Image-grounded pointing data »
▶

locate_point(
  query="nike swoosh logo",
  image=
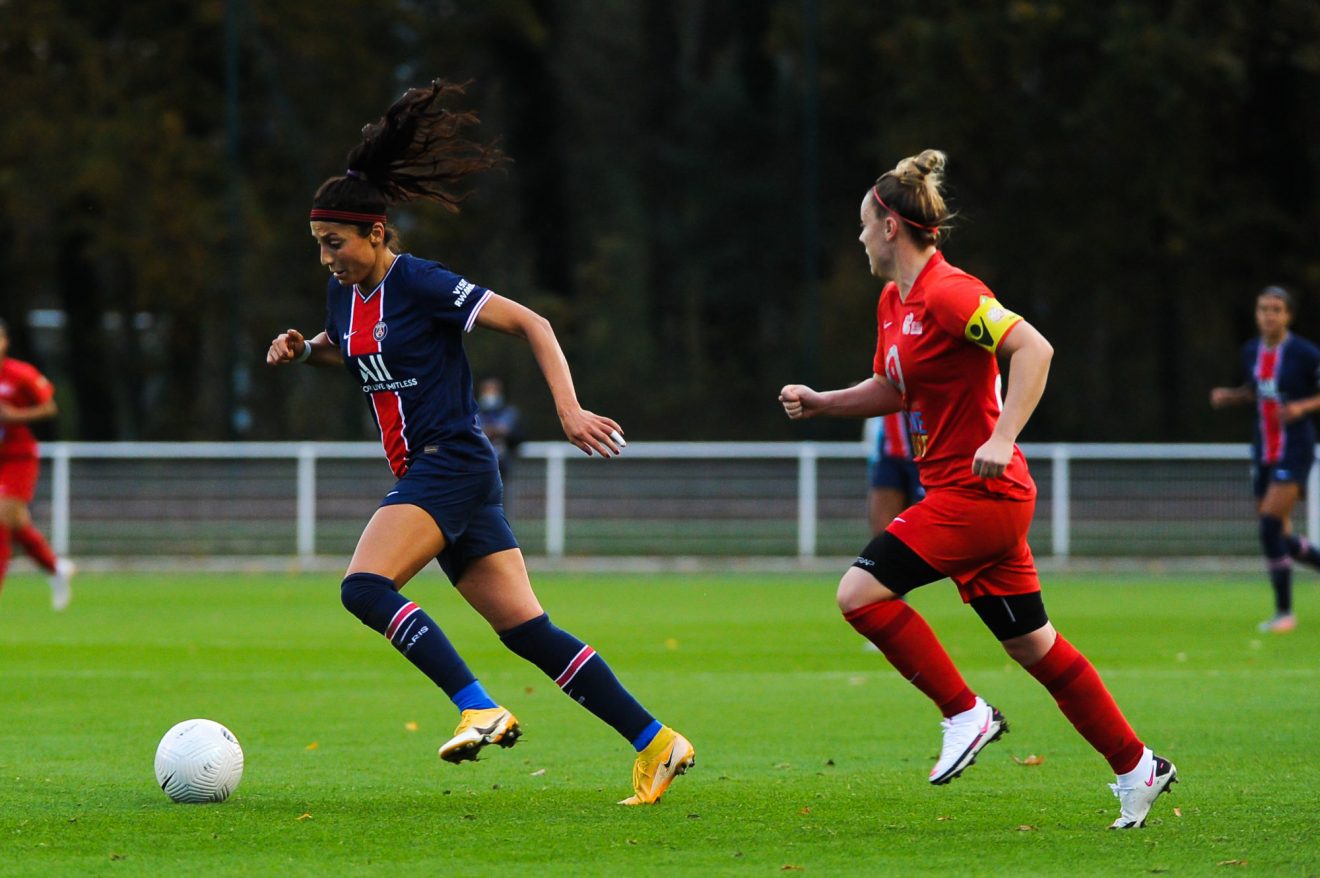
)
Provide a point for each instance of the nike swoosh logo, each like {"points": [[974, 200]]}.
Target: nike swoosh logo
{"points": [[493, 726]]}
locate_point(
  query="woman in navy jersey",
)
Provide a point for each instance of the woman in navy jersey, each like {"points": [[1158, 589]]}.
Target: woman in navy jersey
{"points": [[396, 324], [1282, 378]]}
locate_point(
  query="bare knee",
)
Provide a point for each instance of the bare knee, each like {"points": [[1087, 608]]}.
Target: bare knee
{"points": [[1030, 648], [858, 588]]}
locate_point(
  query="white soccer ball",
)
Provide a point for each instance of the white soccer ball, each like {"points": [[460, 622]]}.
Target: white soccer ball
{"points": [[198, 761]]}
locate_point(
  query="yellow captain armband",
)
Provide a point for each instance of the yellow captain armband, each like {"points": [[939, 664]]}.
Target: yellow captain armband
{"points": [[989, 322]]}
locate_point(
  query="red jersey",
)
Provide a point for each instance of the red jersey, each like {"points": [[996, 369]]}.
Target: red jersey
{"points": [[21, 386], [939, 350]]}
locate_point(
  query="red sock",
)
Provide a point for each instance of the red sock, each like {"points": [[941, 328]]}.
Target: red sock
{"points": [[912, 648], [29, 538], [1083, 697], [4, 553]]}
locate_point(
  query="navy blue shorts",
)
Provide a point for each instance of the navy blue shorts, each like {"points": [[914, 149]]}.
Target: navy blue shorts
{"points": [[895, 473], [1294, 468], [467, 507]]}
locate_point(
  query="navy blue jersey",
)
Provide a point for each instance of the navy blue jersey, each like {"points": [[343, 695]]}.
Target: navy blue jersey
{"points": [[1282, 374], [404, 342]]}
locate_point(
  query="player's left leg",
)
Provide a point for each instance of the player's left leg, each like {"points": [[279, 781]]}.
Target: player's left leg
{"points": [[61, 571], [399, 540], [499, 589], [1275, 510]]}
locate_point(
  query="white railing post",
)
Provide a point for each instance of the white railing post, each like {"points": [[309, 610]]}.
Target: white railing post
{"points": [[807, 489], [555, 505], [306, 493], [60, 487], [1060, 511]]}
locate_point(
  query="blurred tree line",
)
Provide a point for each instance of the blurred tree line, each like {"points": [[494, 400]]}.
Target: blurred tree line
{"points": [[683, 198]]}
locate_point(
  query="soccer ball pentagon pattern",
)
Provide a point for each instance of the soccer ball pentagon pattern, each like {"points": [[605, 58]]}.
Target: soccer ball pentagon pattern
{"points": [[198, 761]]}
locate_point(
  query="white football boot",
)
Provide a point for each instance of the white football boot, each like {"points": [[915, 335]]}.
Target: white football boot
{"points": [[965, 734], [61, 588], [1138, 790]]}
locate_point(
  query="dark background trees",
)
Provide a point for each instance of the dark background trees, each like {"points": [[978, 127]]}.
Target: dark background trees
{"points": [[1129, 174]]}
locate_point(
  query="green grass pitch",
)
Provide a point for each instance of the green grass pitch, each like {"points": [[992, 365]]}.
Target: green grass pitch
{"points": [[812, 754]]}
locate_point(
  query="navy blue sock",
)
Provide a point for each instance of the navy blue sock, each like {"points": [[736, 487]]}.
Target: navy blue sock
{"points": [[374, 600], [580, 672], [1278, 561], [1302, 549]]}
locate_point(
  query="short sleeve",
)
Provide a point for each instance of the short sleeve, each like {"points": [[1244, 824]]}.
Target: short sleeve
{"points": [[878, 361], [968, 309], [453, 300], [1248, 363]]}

◀

Among the records above, repeat exactly the line with "Target: white soccer ball", the line with "Provide a point for each instance of the red sock, each", and every line in between, and only those.

Target: white soccer ball
{"points": [[198, 761]]}
locate_point(
  query="yellow captain armband",
)
Provide a point for each instance of the yellow captain armband, each like {"points": [[939, 664]]}.
Target: yellow captain armband
{"points": [[989, 322]]}
locate_point(
  query="red jersey",
)
Provide a point for each instance of the red jersey, each like {"points": [[996, 369]]}.
Target: red jersey
{"points": [[21, 386], [939, 350]]}
locate_point(
  query="red sock",
)
Provide a point for each instance of the red sock, each like {"points": [[941, 328]]}.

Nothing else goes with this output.